## Challenges
1. Return the passage of the container gardening text from "For us gardening" up to and including "continues to evolve.", copied word for word.
2. Carry the container gardening text forward from its last sentence.

For us gardening purists, there is only one way to garden. At least their was. You dug up a patch of lawn and planted stuff in rows. Then some forward thinking person, probably with terrible soil and /or back issues, thought there had to be a better way. So they made a tall box and filled it with better soil, planted some rows of stuff and relished in just how easy it was to garden that way. But that wasn’t good enough. An engineer named Mel thought traditional row gardening was a waste of valuable growing space. He went on to utilize every square foot of his raised beds and set the standard for easy to achieve, high-yield gardening. Today, the world of gardening continues to evolve.
Along the way, a small part of gardening that many of us were already doing got overlooked: containers. Maybe we had an herb or two, a patio tomato, or some cute miniature pepper plant but that was it. Never anything serious. Well I am here to tell you different. Container gardening may just be the next big thing. Why? With the rise in urban gardening and homesteading, containers are a great way to make up for a lack of space. City and condo dwellers have been doing that for a long time. There are several reasons why you should jump into container gardening or consider adding containers to your existing setup. So instead of looking down on those who choose to grow stuff in pots, I say add it to your arsenal.
Containers are a Great Beginning
If you are a budding novice gardener, or on your first gardening baby step, containers are a great way to get started. You can start slowly with just a few pots and easy to grow stuff and then add to it as you get more proficient. And should gardening suddenly not be the thing for you, then you won’t have the regret of all the time and money spent on raised beds. And you won’t have the added labor of trying to turn garden back to lawn.
I recommend starting with something easy, like lettuce or another fast-sprouting leafy vegetable. They are easy to grow and can handle a variety of conditions and it will help you gain proficiency and confidence as a gardener. Then as you get bolder, you can move on to tomatoes, peppers, even potatoes.
Containers Eliminate a lot of Problems
When you plan a garden or where to put a raised bed, you need to consider what you will be growing and how much direct sun it likes. Lettuce bolts easy in the heat, so having partial shade will help counter that and result in bigger leaves, but then what about the others that want that full sun? Now stuff is getting complicated…..not with containers though. Put them wherever you want and move them when you need to. Right now my patio lettuce is doing great in full sun. Once we get into July though, I will move it to a spot that gets a lot of afternoon shade. I can’t move my raised beds.

## Rows

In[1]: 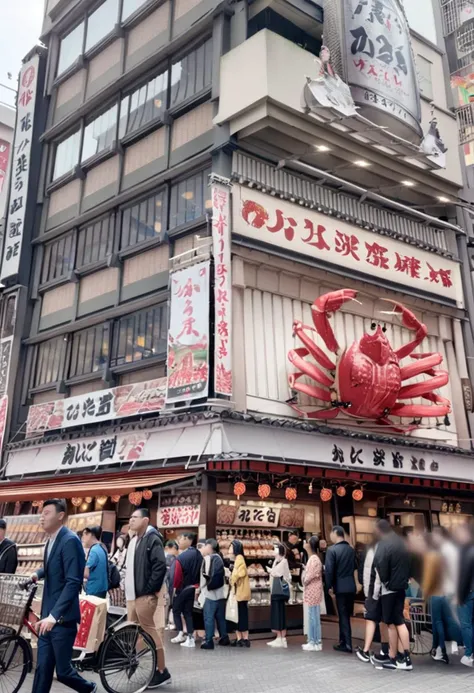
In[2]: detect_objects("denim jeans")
[203,599,227,642]
[308,604,321,645]
[458,592,474,657]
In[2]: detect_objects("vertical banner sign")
[211,176,232,397]
[166,262,210,402]
[0,55,39,281]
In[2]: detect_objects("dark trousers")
[336,592,355,647]
[32,623,94,693]
[203,599,227,642]
[173,587,196,635]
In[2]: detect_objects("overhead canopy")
[0,470,195,503]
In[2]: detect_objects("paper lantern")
[128,491,143,505]
[234,481,247,499]
[319,488,332,503]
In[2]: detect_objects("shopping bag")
[225,590,239,623]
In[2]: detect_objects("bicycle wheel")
[0,635,30,693]
[98,625,156,693]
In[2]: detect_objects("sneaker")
[148,669,171,688]
[356,647,370,664]
[181,635,196,647]
[171,631,186,645]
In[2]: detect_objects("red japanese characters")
[288,289,451,432]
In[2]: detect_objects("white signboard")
[0,55,39,281]
[233,186,463,308]
[166,262,210,402]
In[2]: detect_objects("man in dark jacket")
[125,508,171,688]
[0,520,18,575]
[373,520,413,671]
[324,525,357,652]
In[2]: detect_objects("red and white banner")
[212,176,232,397]
[26,378,166,438]
[166,261,210,402]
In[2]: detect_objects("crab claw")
[381,298,428,359]
[311,289,359,354]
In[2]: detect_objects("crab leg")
[382,298,428,359]
[293,320,336,371]
[288,348,334,387]
[311,289,357,354]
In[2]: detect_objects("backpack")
[206,553,225,590]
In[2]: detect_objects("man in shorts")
[374,520,413,671]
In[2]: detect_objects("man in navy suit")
[33,499,97,693]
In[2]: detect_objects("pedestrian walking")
[324,525,356,652]
[302,536,324,652]
[125,508,171,688]
[374,520,413,671]
[228,539,251,647]
[267,544,291,648]
[32,499,97,693]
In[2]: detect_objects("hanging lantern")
[234,481,247,500]
[128,491,143,505]
[319,488,332,503]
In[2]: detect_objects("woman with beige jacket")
[229,539,251,647]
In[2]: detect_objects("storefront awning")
[0,470,195,503]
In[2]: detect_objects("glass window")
[119,71,168,138]
[32,337,66,387]
[120,192,165,249]
[86,0,119,52]
[170,39,212,108]
[170,168,212,229]
[41,233,74,284]
[53,130,81,180]
[81,104,118,161]
[110,304,168,368]
[69,323,109,378]
[76,214,115,267]
[58,22,84,75]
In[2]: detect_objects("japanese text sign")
[25,378,166,438]
[166,262,210,402]
[0,55,39,281]
[212,181,232,396]
[233,186,463,308]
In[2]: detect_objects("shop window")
[110,304,168,368]
[120,191,166,250]
[81,104,118,162]
[41,233,74,284]
[119,70,168,138]
[170,39,212,108]
[31,337,67,387]
[86,0,119,52]
[53,130,81,180]
[58,22,84,75]
[76,214,115,267]
[170,168,212,228]
[69,323,109,378]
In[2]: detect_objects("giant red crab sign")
[288,289,451,432]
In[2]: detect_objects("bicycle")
[0,575,156,693]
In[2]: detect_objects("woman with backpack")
[200,539,230,650]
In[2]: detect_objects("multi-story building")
[0,0,474,612]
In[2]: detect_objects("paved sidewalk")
[35,637,474,693]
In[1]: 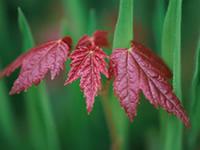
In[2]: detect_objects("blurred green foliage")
[0,0,200,150]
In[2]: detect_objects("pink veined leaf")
[0,37,72,95]
[110,42,190,127]
[65,32,108,113]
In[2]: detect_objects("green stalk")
[0,1,18,146]
[111,0,133,149]
[188,38,200,149]
[63,0,88,40]
[0,80,17,146]
[18,8,60,150]
[113,0,133,50]
[161,0,183,150]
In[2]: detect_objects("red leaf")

## Answers per task
1.
For us gardening purists, there is only one way to garden. At least their was. You dug up a patch of lawn and planted stuff in rows. Then some forward thinking person, probably with terrible soil and /or back issues, thought there had to be a better way. So they made a tall box and filled it with better soil, planted some rows of stuff and relished in just how easy it was to garden that way. But that wasn’t good enough. An engineer named Mel thought traditional row gardening was a waste of valuable growing space. He went on to utilize every square foot of his raised beds and set the standard for easy to achieve, high-yield gardening. Today, the world of gardening continues to evolve.

2.
If water conservation is important to you, containers use far less water than even raised beds. Water your containers directly with a can or a wand and you avoid all that wasted water that just leaches into the water table. Some types of containers such as thin walled plastic ones, can dry out a little faster, so be aware of what you are growing in. The thicker the better. And a saucer to catch the excess helps as well especially with clay pots. The same rules apply to fertilizing containers. You need a lot less so you will save money there as well.
Weeding, even in raised beds is tough. No one likes doing it. In containers it’s a lot easier. Your not weeding the empty space in between rows, and if you want, put your pots on a higher surface to make it even easier. I have six pots and a planter so I just run through them quick. I pull a lot less weeds from my containers than from my beds. You don’t have to worry about tilling containers in the spring. You can either work the soil around with a trowel, or dump it out into a larger container such as a wheelbarrow, mix and re-fill.
Containers make it economically feasible to use a higher quality soil. If you want to use a high end garden soil it can get costly to buy enough to fill your raised beds, or till into your garden in a quantity enough to make a difference. Not so with containers. You will need a significantly lesser quantity of soil, so you can spend that savings on quality. Ideally you want something high in organic matter, maybe a little perlite and some peat. Even using this, it’s best to mix in a handful of native soil. What you want are those beneficial microbes that sterilized bagged soils won’t have.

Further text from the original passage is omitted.